- Text extract:
NOW IT IS HEREBY WITNESSED AS FOLLOWS:
1 DEFINITIONS AND INTERPRETATIONS
1.1 In this Agreement and in the Schedules:
BUSINESS DAY
means any day which is not a Saturday, a Sunday or a bank or
public holiday in England and Wales;
COMPANY
means PWA Group Limited;
COMPLETION
means the completion of the sale and purchase of the Shares in
accordance with Clause 6;
COMPLETION DATE
means the date fixed for Completion pursuant to Clause 6;
ENCUMBRANCE
means any encumbrance or right, title or interest including
any security interest of any kind whatsoever (including
without limitation) a mortgage, charge, pledge, lien,
hypothecation, restriction, right to acquire, right of
pre-emption, option, conversion right, third party right or
interest, right of set-off or counterclaim, trust arrangement
or any other type of preferential agreement (such as a
retention of title arrangement) having similar effect; and
MASTER AGREEMENT
means the agreement between the Purchaser and (1) Xxxx
Xxxxxxx, (2) Xxxxx Xxxxx, and (3) 3i in respect of the sale
and purchase of the entire issued share capital (other than
the Shares) of the Company;
1
SHARES
means 1,000,000 shares in the capital of the Company whether
issued or granted under the Company's option scheme.

- Data excerpt:

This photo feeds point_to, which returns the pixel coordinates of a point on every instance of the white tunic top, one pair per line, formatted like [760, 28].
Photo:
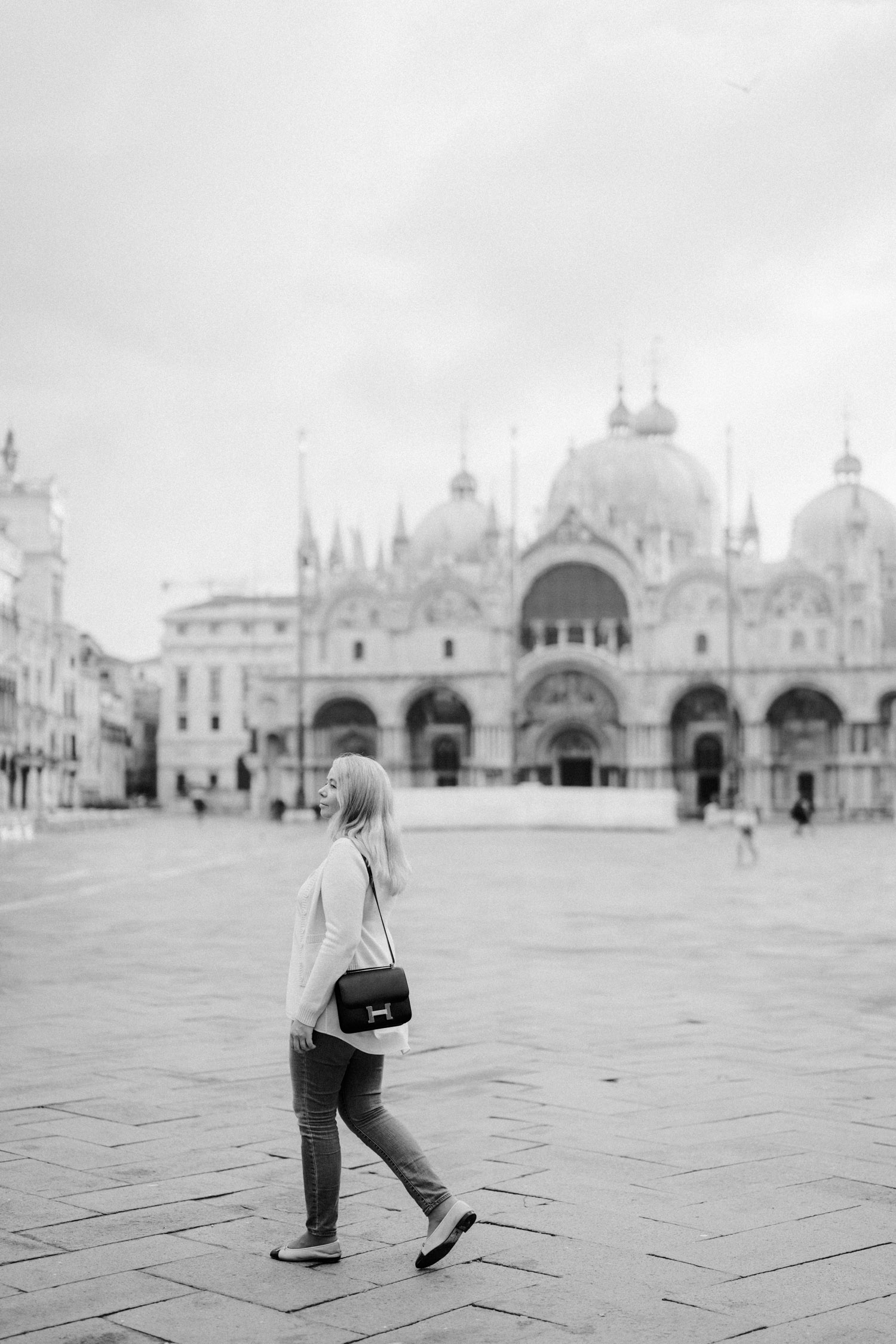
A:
[337, 929]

- Work instructions:
(a) In the agreement definitions, how many shares does the term SHARES cover?
(b) Extend the agreement definitions, picking up right after their final line.

- Answers to each task:
(a) 1,000,000 shares in the capital of the Company.

(b)
1.2 The schedules are deemed to be incorporated in the Agreement, and a
reference to this "Agreement" includes a reference to the Schedules.
1.3 In this Agreement:
1.3.1 the clause headings are included for convenience only and shall not
affect the construction of the Agreement;
1.3.2 words denoting the singular shall include the plural and vice versa.
1.4 References in this Agreement to " Clauses" and "Schedules" are
references to clauses of and schedules to this Agreement and reference
to the " parties" or a "party" are references to the parties or a party
to this Agreement.
2 AGREEMENT TO SELL AND PURCHASE
The Vendors each hereby agree to sell with full title guarantee such
number of Shares set out against their name in the Schedule to the
Purchaser and the Purchaser agrees to purchase the Shares, free of any
Encumbrance and together with all rights attached or accruing thereto
provided that nothing in this Agreement shall oblige the Purchaser to
purchase only some of the Shares unless the purchase of all of the
Shares is completed simultaneously in accordance with the terms of this
Agreement, and this Agreement is entered into on the same day as the
completion date specified in the Master Agreement.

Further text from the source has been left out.